BEGIN DATA LISTING

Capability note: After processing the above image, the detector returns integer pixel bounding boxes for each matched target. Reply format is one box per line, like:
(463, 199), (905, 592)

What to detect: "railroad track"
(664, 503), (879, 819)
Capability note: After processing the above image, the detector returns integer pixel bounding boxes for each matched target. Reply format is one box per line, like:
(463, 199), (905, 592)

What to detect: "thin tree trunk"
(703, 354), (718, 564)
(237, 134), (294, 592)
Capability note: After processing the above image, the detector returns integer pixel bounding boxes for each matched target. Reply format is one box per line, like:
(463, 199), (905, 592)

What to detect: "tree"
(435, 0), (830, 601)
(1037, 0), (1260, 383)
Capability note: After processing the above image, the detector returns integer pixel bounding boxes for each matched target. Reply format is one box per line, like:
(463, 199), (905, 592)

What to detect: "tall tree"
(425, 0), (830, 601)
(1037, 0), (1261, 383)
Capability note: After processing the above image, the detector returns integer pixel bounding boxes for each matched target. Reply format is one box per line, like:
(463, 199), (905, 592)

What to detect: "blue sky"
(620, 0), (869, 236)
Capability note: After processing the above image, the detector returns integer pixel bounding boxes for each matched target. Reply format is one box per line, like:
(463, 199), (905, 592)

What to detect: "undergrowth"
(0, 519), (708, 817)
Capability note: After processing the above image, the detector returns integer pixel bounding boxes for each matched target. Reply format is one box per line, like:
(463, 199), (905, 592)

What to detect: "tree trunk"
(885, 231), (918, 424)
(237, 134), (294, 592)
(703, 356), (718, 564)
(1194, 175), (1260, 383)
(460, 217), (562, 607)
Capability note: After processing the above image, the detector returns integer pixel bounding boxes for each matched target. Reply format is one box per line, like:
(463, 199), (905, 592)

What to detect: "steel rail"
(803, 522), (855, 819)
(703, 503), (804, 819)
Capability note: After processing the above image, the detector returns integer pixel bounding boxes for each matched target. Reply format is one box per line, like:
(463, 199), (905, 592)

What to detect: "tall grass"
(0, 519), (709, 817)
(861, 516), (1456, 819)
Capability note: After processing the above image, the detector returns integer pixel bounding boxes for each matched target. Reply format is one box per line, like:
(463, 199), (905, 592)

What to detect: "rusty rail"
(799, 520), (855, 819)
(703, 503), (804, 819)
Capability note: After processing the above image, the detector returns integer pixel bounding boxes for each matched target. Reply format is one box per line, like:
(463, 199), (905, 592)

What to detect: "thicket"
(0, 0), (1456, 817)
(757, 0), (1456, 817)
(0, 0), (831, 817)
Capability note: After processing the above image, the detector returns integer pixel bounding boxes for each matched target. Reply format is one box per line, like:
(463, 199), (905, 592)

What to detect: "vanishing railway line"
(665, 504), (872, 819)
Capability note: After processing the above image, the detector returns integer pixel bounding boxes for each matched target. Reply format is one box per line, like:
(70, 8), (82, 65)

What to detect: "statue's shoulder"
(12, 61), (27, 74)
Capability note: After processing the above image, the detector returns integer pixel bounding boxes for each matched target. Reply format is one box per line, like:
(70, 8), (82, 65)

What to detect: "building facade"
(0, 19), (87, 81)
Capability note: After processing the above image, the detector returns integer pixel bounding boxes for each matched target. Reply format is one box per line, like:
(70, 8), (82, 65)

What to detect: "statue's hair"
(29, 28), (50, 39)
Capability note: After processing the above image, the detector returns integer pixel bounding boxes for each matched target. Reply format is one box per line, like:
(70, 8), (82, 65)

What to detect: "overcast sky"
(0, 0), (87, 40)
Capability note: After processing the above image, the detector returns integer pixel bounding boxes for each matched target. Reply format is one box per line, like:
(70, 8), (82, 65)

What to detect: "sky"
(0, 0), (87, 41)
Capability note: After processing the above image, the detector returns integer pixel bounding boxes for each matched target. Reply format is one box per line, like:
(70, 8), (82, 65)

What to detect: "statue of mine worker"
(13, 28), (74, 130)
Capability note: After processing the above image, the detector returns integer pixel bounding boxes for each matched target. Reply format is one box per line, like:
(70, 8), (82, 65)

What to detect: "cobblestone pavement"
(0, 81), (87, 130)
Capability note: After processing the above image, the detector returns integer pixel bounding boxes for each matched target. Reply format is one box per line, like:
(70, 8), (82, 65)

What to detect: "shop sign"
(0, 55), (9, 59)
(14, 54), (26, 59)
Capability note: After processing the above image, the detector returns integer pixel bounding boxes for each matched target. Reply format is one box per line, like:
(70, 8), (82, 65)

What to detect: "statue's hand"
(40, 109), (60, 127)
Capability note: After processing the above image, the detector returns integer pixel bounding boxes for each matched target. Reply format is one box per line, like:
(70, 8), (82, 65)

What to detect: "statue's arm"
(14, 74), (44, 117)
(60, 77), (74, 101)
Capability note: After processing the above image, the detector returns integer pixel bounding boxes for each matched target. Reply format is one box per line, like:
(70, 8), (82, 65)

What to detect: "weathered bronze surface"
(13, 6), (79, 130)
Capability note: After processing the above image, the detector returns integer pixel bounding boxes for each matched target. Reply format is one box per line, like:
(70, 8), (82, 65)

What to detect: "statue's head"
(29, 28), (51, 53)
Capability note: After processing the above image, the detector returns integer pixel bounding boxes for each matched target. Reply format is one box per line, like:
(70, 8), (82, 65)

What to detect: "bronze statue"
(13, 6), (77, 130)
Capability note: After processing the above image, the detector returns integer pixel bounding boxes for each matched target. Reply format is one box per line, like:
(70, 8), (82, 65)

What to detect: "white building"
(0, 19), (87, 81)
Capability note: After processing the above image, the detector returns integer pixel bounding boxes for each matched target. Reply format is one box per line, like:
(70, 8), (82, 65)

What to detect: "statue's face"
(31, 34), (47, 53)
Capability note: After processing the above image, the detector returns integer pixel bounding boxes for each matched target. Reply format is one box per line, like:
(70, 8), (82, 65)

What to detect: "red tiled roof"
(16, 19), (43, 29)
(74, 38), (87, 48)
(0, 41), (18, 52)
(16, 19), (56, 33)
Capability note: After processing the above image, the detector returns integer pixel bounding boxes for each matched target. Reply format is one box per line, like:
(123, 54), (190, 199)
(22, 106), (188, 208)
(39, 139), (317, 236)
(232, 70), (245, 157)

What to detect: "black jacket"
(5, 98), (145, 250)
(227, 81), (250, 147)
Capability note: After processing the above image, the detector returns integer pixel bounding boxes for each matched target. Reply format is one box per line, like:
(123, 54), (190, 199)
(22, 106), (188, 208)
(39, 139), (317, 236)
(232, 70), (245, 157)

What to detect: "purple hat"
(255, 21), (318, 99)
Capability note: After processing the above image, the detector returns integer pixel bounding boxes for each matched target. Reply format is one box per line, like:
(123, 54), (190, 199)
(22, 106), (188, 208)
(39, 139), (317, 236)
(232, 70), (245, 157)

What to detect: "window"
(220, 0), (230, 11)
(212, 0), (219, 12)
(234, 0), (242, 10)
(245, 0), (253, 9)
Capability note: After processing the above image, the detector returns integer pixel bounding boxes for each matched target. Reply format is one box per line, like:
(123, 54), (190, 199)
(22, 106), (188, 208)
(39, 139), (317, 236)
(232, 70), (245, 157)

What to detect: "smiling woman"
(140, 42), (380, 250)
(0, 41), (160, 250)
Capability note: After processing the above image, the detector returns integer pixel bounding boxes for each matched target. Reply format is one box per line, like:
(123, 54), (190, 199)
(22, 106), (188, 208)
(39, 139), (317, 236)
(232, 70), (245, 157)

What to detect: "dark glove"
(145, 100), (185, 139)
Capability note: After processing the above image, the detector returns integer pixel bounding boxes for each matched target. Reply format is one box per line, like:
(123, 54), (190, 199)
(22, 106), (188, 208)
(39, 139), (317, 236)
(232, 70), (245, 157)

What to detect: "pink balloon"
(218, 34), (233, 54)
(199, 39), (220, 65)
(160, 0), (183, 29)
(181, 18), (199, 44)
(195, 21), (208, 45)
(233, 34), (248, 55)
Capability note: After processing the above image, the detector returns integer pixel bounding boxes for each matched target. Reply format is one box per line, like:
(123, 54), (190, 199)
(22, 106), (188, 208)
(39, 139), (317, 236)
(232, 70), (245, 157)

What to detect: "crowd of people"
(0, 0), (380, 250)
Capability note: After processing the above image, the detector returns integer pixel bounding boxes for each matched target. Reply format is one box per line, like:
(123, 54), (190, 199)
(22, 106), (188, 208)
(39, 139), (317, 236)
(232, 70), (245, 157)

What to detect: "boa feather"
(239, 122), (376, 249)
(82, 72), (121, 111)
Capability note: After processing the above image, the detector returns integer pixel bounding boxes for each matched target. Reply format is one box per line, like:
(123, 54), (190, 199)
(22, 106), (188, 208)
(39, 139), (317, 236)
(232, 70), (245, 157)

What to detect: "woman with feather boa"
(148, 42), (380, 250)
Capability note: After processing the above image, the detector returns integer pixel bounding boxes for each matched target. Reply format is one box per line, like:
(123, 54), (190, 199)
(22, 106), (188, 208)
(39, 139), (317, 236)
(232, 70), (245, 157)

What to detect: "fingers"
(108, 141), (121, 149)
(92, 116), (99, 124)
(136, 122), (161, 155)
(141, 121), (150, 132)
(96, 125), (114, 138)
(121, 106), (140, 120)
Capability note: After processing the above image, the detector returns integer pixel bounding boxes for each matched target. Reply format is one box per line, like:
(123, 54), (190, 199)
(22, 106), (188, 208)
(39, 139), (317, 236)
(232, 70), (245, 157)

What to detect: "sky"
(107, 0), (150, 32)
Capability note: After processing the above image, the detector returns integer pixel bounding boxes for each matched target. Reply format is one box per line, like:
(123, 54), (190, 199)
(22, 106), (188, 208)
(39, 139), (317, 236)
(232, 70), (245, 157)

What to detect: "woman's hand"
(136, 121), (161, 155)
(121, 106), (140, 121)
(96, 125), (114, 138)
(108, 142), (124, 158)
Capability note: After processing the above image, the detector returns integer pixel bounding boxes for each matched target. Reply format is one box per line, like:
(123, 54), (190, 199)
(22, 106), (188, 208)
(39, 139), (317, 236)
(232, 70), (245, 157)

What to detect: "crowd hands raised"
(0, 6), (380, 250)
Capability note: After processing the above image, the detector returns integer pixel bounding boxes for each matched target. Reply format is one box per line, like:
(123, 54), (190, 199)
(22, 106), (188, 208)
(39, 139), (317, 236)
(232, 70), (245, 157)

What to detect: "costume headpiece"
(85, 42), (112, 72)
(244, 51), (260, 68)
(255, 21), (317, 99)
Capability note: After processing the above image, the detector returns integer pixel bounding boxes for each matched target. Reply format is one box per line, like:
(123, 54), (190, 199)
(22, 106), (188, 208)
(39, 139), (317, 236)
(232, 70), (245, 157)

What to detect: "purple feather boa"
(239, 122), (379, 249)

END DATA LISTING

List every line in the listing above that contains the word "trunk".

ANSWER TO THIS EXERCISE -
What to detect: "thin tree trunk"
What to detect: "tree trunk"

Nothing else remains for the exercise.